Please convert the data below into a numbered list, leaving out any blank lines.
***** Record set *****
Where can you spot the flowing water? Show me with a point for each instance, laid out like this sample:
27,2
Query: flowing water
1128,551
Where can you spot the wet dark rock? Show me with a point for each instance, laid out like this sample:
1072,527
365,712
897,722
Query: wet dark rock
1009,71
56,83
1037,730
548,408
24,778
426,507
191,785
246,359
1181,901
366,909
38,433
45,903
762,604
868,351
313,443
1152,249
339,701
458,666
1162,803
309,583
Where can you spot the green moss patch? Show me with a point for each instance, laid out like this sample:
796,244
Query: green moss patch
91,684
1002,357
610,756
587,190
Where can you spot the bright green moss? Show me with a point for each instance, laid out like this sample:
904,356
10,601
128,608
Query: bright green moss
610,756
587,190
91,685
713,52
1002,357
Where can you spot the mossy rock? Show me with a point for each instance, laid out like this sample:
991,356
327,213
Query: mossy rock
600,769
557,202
*****
**Worked solution:**
1. Where can you spot the flowing water? Show me with a point for each instance, laid out like this sample:
2. 27,2
3. Query: flowing water
4. 1128,551
5. Where can you spot the wet dark rock? Show me with a point for each instance, laid out like this sample:
6. 1072,527
7. 365,712
8. 897,722
9. Query: wet dark rock
10. 1009,71
11. 56,83
12. 1037,730
13. 548,408
14. 24,778
15. 426,507
16. 191,785
17. 246,359
18. 1181,901
19. 366,909
20. 38,433
21. 45,903
22. 762,604
23. 868,351
24. 313,443
25. 1152,249
26. 339,701
27. 458,666
28. 1162,803
29. 309,583
30. Where can you spot the green moss patch? Show me with a point for each instance, laid out like this sample:
31. 796,244
32. Query: green moss patch
33. 91,684
34. 1002,357
35. 610,756
36. 587,190
37. Where can you spot the bright green moss? Show me with a point for each instance, laid out like this sample:
38. 904,356
39. 10,601
40. 128,608
41. Query: bright green moss
42. 610,756
43. 587,190
44. 91,685
45. 713,52
46. 1002,357
47. Where can you spot the mossy rock? Show me with a point for each instance, laid out like this sample:
48. 991,356
49. 327,213
50. Query: mossy rock
51. 600,769
52. 557,202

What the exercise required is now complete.